THE EXERCISE: Which lines in the entries below contain the word "button"? Return each of those lines in full.

MATERIALS PROVIDED:
%%

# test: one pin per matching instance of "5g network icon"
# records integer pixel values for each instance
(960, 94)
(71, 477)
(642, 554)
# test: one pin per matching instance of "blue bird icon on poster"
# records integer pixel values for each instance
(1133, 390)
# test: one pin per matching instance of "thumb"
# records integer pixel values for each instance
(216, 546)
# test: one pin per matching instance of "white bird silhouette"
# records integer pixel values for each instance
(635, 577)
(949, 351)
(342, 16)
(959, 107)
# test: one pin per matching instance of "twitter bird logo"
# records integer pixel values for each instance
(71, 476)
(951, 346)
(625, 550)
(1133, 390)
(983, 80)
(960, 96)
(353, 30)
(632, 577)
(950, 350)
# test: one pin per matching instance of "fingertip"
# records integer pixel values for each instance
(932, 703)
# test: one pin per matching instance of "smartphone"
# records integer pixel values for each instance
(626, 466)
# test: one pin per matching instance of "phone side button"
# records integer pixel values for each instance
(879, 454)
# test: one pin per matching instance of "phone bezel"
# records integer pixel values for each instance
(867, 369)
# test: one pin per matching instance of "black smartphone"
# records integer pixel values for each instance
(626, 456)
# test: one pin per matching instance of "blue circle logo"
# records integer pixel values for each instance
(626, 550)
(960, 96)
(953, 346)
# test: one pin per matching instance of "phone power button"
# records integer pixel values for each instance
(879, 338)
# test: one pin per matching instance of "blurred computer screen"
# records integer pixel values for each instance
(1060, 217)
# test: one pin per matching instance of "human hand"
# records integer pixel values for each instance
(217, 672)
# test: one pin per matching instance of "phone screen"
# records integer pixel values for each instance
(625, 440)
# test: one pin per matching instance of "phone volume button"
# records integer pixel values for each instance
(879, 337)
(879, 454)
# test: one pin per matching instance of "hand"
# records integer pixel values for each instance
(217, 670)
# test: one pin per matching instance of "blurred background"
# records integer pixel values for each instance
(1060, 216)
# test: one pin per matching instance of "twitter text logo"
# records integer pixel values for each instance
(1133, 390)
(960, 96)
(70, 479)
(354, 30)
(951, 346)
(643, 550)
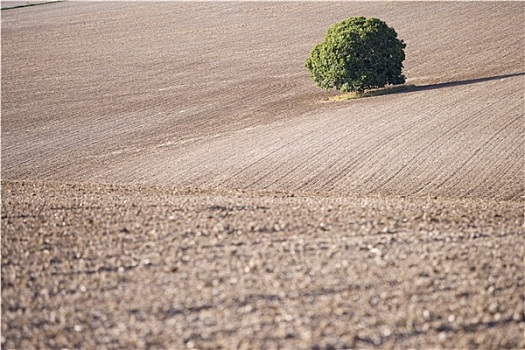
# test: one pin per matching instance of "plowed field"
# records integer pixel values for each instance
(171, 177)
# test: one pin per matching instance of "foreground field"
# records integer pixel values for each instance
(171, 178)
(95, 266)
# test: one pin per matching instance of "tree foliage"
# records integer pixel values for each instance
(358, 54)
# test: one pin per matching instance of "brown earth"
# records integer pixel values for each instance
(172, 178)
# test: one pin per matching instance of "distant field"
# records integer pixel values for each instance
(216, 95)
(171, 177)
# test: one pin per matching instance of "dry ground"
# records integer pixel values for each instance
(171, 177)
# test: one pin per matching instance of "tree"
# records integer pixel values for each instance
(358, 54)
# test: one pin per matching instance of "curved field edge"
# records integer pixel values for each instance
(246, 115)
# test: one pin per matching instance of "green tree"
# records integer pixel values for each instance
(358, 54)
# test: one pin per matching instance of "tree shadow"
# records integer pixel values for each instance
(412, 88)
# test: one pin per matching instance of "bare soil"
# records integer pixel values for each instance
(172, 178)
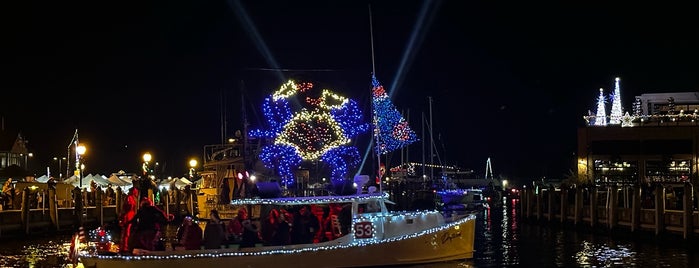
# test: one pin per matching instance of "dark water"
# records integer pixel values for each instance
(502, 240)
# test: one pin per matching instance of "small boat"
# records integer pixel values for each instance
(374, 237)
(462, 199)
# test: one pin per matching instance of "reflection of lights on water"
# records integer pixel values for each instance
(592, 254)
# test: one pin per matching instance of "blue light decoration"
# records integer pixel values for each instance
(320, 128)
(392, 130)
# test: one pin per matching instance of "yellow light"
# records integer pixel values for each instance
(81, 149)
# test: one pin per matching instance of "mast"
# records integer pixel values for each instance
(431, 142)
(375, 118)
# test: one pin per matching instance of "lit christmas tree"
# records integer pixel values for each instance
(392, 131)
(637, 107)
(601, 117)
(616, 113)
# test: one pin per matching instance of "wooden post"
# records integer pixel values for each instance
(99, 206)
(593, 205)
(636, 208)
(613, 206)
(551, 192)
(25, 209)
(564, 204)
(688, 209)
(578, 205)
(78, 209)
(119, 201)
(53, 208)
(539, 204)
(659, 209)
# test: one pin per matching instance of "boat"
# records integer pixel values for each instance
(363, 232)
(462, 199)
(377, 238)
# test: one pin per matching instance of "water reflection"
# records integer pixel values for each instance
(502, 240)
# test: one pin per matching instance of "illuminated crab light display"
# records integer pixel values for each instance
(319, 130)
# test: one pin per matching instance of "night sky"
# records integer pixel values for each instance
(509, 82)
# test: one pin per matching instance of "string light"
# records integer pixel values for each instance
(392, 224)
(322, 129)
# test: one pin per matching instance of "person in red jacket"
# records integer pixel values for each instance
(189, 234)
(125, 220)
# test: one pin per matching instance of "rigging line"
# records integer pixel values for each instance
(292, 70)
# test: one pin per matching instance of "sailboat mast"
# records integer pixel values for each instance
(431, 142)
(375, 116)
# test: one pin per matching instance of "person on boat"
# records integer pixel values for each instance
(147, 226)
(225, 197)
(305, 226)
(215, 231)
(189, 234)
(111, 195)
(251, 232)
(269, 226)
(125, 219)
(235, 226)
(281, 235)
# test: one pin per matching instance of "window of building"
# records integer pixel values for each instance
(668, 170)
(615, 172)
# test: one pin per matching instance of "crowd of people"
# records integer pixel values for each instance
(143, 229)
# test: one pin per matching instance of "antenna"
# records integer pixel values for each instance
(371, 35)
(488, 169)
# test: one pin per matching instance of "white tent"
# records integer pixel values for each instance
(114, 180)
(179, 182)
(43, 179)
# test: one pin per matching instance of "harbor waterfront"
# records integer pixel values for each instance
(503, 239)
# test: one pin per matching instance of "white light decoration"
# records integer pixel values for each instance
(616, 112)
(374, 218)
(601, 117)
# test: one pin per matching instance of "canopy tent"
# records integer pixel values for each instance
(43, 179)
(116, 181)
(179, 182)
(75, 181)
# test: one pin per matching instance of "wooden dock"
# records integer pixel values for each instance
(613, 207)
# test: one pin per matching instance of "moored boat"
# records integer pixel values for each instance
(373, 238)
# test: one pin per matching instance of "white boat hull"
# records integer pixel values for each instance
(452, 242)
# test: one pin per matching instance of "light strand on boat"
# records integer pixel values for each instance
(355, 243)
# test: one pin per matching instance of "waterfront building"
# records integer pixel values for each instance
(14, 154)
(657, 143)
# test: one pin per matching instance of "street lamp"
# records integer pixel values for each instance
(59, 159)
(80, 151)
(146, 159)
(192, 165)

%%
%%

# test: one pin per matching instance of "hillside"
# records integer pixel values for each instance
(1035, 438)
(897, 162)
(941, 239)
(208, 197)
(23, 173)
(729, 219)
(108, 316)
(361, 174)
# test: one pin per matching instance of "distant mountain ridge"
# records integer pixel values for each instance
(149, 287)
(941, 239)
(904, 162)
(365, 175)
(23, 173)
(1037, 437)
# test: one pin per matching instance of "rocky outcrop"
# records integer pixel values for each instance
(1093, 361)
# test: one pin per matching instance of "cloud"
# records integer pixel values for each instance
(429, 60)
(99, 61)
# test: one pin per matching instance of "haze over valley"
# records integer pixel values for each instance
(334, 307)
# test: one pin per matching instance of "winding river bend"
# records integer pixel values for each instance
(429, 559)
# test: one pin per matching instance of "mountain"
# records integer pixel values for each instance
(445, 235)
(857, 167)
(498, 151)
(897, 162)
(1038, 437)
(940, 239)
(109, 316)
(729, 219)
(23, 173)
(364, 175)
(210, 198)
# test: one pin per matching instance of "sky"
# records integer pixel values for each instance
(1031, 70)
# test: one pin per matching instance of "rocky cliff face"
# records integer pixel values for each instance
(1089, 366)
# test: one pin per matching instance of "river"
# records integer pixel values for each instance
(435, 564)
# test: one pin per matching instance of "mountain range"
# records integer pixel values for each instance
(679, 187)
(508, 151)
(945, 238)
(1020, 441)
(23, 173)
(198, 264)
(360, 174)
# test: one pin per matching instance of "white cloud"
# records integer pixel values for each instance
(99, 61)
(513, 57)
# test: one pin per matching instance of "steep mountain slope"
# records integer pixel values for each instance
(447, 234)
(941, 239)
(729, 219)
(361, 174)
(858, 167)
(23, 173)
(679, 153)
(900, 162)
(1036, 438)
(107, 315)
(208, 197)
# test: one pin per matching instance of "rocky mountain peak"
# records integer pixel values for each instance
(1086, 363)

%%

RESPONSE FOR THIS EXERCISE:
# test: one pin per matching instance of "phone side button"
# test: one pin per matching instance of "phone power button"
# test: one pin per matching instance of "phone volume button"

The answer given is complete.